Directions -> Turn the records below into a numbered list, one line per item, with blank lines dropped and the pictures left out.

Extracted data ->
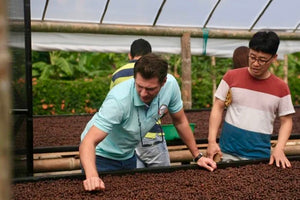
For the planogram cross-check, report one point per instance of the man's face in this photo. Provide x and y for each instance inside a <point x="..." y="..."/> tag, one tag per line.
<point x="147" y="89"/>
<point x="259" y="64"/>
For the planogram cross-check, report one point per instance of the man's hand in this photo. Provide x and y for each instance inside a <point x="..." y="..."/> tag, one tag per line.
<point x="212" y="150"/>
<point x="207" y="163"/>
<point x="280" y="159"/>
<point x="93" y="183"/>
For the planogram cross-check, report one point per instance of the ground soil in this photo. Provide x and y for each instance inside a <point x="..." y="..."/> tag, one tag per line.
<point x="66" y="130"/>
<point x="255" y="181"/>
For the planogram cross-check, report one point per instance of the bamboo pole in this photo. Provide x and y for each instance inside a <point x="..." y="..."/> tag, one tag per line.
<point x="285" y="69"/>
<point x="65" y="27"/>
<point x="186" y="89"/>
<point x="56" y="164"/>
<point x="51" y="162"/>
<point x="213" y="77"/>
<point x="5" y="106"/>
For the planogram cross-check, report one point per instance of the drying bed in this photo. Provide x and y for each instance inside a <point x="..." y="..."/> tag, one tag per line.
<point x="250" y="181"/>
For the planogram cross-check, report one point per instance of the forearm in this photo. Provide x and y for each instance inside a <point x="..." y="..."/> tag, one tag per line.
<point x="87" y="150"/>
<point x="284" y="131"/>
<point x="215" y="120"/>
<point x="88" y="160"/>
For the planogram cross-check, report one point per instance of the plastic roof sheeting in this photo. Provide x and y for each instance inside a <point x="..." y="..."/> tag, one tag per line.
<point x="281" y="15"/>
<point x="223" y="15"/>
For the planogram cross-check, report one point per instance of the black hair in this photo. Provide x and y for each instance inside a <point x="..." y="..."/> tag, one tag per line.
<point x="140" y="47"/>
<point x="265" y="41"/>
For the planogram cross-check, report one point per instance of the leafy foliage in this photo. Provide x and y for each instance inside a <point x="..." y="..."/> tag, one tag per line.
<point x="72" y="82"/>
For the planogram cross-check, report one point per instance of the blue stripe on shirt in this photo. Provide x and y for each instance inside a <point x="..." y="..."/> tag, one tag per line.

Task response ->
1. For the planogram cross-check, report one point per instance of the man's face in this photo. Provide x and y for each instance inside a <point x="..." y="..."/> tag, one tag per line.
2. <point x="147" y="89"/>
3. <point x="259" y="64"/>
4. For the planogram cross-check, report one point per instance of the man's hand in this photo. Provide x and y for each instance inside a <point x="..." y="..."/> tag, one tag per line.
5. <point x="212" y="150"/>
6. <point x="207" y="163"/>
7. <point x="280" y="159"/>
8. <point x="93" y="183"/>
9. For the planogram cross-check, report one point per instance of the ground soil in this photo. Provide x and y for each instance inside a <point x="..." y="..."/> tag, one tag per line.
10. <point x="66" y="130"/>
11. <point x="255" y="181"/>
12. For the planogram cross-check, report one point per instance of the bamboo pole in this photo. Provide x and y for each instance inside a <point x="..." y="..."/> tag, one tag per line.
13. <point x="285" y="69"/>
14. <point x="65" y="27"/>
15. <point x="186" y="89"/>
16. <point x="56" y="164"/>
17. <point x="51" y="162"/>
18. <point x="213" y="77"/>
19. <point x="5" y="106"/>
20. For the planogram cross-check, report one point per instance of the drying bed in this photo. Provide x and y for each instance inside a <point x="..." y="..."/> tag, one tag per line.
21. <point x="250" y="181"/>
22. For the planogram cross-check, report one point per instance of the forearm in this photo. Provide x and y for each instance inside a <point x="..." y="..."/> tag, one tag per line.
23. <point x="87" y="150"/>
24. <point x="284" y="131"/>
25. <point x="215" y="120"/>
26. <point x="88" y="160"/>
27. For the planogram cross-check, report one point per instance of the plastic roof sheeting in this photo. Provide x and y for each instance inside a <point x="..." y="..."/> tag, one tag per line.
28. <point x="281" y="15"/>
29. <point x="223" y="15"/>
30. For the planogram cross-check, report one point per instance of the black hair in this photo. Provide x and y for each instance inside a <point x="..." y="..."/> tag, one tag per line.
31. <point x="140" y="47"/>
32. <point x="265" y="41"/>
33. For the planogram cross-check, report one point per instance of the leafy foliage in this photo. Provide x and y for each instance inside a <point x="..." y="..."/> tag, one tag per line.
34. <point x="72" y="82"/>
35. For the planogram cross-check, report one point per instance of the blue stripe on shirt in this photo. Provide x and y for each instance inside a <point x="..." y="..."/> tag, one tag per line.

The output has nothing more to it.